##### RECORD EXCERPTS #####

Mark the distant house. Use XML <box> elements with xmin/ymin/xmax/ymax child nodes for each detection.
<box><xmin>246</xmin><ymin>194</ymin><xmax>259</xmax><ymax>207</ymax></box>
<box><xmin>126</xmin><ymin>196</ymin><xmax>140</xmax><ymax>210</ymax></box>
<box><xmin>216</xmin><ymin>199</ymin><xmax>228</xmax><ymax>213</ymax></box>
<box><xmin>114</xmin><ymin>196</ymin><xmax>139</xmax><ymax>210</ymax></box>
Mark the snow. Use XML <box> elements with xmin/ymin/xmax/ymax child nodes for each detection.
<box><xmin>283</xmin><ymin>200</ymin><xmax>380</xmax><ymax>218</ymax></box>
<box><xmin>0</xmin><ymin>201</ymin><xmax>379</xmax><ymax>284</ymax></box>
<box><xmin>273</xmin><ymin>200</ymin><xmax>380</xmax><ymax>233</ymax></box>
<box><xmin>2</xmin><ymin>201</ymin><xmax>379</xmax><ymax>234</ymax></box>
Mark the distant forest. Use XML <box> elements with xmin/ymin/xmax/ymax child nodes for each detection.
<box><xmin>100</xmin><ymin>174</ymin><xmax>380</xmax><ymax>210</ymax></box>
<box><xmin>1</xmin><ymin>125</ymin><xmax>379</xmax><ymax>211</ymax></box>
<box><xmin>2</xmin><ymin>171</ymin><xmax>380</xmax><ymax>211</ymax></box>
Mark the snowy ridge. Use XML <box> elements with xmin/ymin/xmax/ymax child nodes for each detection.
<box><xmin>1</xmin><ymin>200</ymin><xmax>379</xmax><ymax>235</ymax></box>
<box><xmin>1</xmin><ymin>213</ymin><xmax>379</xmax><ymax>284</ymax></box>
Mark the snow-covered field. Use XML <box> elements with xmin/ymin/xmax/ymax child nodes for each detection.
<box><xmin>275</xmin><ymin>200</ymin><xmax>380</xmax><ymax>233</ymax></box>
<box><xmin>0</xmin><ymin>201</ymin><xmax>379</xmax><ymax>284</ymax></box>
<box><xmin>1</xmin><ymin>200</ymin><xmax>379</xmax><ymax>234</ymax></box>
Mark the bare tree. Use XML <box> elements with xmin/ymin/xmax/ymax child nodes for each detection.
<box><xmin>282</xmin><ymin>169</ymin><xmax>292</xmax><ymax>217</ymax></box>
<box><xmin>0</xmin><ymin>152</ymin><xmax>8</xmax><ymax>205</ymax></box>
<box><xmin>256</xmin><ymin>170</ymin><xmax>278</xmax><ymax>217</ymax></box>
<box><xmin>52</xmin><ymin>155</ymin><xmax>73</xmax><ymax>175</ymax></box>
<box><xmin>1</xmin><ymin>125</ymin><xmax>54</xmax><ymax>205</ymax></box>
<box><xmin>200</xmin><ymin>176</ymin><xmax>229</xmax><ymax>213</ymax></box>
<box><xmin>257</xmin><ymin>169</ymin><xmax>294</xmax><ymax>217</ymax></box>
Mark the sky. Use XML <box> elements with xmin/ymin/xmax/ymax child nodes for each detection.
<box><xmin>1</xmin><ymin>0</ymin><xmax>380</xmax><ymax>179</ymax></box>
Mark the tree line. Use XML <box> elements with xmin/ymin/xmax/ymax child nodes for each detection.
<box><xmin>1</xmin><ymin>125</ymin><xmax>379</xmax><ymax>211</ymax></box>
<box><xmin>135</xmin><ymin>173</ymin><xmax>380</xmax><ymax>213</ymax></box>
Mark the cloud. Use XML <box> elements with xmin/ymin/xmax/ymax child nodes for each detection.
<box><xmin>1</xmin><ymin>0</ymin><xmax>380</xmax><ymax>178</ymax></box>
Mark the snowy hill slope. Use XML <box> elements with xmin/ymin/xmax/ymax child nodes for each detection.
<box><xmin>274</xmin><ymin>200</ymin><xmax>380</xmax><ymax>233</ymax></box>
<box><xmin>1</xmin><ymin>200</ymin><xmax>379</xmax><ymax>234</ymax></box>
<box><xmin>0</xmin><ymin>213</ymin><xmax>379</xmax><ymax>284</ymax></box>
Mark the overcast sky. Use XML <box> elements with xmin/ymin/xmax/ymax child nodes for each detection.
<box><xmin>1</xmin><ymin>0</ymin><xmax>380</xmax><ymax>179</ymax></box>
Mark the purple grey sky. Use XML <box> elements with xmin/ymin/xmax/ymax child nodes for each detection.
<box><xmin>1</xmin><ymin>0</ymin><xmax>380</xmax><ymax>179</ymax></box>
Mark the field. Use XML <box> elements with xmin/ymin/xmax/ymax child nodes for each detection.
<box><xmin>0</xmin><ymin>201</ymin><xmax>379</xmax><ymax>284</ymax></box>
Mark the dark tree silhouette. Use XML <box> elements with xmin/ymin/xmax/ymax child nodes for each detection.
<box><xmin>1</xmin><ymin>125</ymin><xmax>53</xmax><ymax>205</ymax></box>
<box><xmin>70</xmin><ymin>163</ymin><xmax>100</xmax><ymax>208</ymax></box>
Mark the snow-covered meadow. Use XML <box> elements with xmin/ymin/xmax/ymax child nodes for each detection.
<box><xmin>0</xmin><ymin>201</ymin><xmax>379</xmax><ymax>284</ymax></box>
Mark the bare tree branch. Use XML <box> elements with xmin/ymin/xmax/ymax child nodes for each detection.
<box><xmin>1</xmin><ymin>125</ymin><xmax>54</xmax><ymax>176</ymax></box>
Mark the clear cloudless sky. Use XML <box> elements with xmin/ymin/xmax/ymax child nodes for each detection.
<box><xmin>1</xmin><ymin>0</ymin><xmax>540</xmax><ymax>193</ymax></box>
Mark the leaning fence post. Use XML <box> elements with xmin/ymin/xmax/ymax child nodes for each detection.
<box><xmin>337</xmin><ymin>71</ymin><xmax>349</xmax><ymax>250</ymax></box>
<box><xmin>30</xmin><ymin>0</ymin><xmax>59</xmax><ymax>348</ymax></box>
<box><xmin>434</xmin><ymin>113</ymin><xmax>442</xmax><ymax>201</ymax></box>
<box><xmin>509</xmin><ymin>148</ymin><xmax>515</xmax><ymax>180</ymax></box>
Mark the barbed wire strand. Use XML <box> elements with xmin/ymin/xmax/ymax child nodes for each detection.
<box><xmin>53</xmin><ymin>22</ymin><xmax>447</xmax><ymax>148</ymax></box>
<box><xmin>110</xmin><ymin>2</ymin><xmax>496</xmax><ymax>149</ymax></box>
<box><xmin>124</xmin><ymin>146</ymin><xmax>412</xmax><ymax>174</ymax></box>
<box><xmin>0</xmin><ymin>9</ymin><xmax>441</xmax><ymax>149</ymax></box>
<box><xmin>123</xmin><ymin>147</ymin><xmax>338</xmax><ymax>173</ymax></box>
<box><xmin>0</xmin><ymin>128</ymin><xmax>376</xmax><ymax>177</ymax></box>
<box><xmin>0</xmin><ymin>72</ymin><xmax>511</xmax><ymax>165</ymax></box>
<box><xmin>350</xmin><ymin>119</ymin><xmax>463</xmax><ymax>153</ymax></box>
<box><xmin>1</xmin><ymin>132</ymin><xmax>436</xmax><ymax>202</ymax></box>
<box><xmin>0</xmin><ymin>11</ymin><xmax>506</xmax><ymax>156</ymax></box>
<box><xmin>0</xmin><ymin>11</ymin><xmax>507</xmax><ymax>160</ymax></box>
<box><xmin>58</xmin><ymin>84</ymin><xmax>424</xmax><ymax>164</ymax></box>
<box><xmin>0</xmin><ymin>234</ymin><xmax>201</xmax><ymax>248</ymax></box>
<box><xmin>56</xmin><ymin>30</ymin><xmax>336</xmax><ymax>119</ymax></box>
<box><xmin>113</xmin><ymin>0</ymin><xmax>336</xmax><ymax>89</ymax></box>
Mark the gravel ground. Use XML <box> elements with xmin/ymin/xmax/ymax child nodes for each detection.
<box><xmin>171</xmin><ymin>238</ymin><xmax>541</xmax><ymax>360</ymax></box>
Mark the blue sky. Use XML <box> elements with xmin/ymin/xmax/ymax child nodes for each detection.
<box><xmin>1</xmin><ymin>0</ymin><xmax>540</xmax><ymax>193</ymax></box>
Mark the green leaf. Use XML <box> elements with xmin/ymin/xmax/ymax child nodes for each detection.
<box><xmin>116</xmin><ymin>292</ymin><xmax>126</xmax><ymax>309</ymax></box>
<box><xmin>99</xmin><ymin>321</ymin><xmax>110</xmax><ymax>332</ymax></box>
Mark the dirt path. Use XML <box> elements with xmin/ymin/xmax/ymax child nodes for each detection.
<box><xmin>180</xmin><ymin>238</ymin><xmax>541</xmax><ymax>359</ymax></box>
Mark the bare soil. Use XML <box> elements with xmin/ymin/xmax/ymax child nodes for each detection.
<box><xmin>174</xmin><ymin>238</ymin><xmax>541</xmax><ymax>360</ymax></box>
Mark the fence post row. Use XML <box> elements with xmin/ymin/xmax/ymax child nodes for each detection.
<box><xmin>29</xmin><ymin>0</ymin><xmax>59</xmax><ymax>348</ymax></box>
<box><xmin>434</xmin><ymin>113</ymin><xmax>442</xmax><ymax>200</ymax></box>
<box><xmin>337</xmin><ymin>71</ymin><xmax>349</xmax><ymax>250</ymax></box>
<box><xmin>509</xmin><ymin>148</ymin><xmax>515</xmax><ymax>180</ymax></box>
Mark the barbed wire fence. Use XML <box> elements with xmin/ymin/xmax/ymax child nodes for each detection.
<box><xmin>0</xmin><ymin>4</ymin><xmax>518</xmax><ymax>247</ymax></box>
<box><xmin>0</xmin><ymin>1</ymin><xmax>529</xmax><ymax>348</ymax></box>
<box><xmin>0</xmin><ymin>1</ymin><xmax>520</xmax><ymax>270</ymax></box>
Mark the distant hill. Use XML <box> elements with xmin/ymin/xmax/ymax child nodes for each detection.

#####

**WORK ITEM**
From the line containing "Mark the green" down to the last line of the records above, print every line exactly, with both ends kept.

**SOLUTION TO THIS EXERCISE**
Mark the green leaf. Use XML <box> elements with xmin/ymin/xmax/ymax child nodes for each detection.
<box><xmin>116</xmin><ymin>292</ymin><xmax>126</xmax><ymax>309</ymax></box>
<box><xmin>99</xmin><ymin>321</ymin><xmax>110</xmax><ymax>332</ymax></box>
Mark the dirt path. Use XML <box> elements with xmin/ymin/xmax/ymax child nodes for each detection.
<box><xmin>180</xmin><ymin>238</ymin><xmax>541</xmax><ymax>359</ymax></box>
Mark the bare soil. Use XML <box> elements with xmin/ymin/xmax/ymax child nodes for each detection.
<box><xmin>174</xmin><ymin>238</ymin><xmax>541</xmax><ymax>360</ymax></box>
Mark the fence post row. Use XML <box> elements with xmin/ymin/xmax/ymax child nodes for each detection.
<box><xmin>29</xmin><ymin>0</ymin><xmax>59</xmax><ymax>348</ymax></box>
<box><xmin>434</xmin><ymin>113</ymin><xmax>442</xmax><ymax>200</ymax></box>
<box><xmin>337</xmin><ymin>71</ymin><xmax>349</xmax><ymax>250</ymax></box>
<box><xmin>509</xmin><ymin>148</ymin><xmax>515</xmax><ymax>180</ymax></box>
Mark the barbed wire fence. Use XML <box> elements with xmin/ymin/xmax/ymax child nodes for each detection.
<box><xmin>0</xmin><ymin>4</ymin><xmax>518</xmax><ymax>247</ymax></box>
<box><xmin>0</xmin><ymin>1</ymin><xmax>529</xmax><ymax>348</ymax></box>
<box><xmin>0</xmin><ymin>1</ymin><xmax>520</xmax><ymax>270</ymax></box>
Mark the distant hill. Use XML <box> elements with xmin/ymin/xmax/ymax child nodes for each detection.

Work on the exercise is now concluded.